> _What you are asked to do_
Look through the records below and collect all lines that hold the string "body".

◆ ◆ ◆ ◆

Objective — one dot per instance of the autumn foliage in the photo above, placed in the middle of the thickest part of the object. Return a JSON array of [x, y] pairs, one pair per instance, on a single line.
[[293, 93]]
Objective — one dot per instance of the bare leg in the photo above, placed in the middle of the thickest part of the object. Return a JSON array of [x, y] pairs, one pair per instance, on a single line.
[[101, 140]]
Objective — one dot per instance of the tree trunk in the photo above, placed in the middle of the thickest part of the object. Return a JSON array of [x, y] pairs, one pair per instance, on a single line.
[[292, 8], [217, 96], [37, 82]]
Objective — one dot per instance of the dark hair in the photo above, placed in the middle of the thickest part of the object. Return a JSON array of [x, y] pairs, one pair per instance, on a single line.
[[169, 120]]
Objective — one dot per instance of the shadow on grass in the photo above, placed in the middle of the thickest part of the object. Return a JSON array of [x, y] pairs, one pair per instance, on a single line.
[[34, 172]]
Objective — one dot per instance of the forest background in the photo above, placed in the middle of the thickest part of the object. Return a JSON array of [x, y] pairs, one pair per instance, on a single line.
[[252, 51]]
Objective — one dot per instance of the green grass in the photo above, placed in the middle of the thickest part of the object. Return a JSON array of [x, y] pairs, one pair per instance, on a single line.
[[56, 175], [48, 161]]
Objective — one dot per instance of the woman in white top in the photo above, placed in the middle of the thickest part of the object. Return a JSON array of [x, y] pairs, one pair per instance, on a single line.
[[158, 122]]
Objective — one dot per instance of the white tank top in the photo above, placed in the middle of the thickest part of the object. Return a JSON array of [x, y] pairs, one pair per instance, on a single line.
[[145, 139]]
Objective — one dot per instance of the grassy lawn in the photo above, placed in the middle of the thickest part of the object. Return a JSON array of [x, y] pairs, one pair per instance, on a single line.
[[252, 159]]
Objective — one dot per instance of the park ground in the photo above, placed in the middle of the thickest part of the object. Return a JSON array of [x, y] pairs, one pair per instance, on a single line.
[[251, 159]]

◆ ◆ ◆ ◆

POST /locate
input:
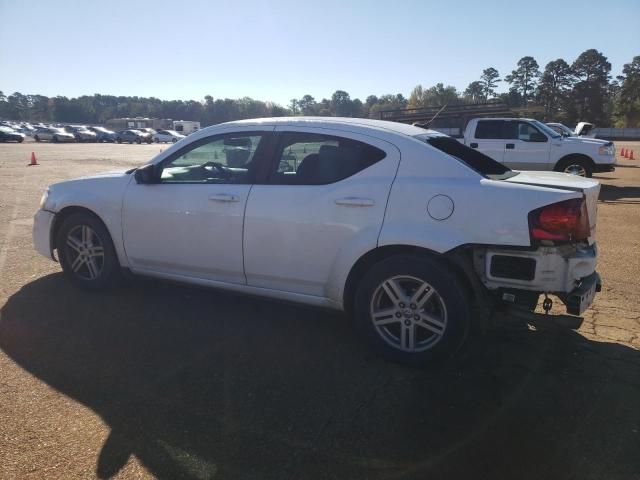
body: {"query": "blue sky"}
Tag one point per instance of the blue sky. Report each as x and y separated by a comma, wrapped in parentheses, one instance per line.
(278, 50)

◆ ◆ ◆ ◆

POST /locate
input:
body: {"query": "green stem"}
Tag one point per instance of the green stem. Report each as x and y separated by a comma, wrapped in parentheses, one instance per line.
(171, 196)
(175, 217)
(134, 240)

◆ ◆ ◆ ◆

> _Completed task_
body: {"query": "blue sky"}
body: {"query": "green stem"}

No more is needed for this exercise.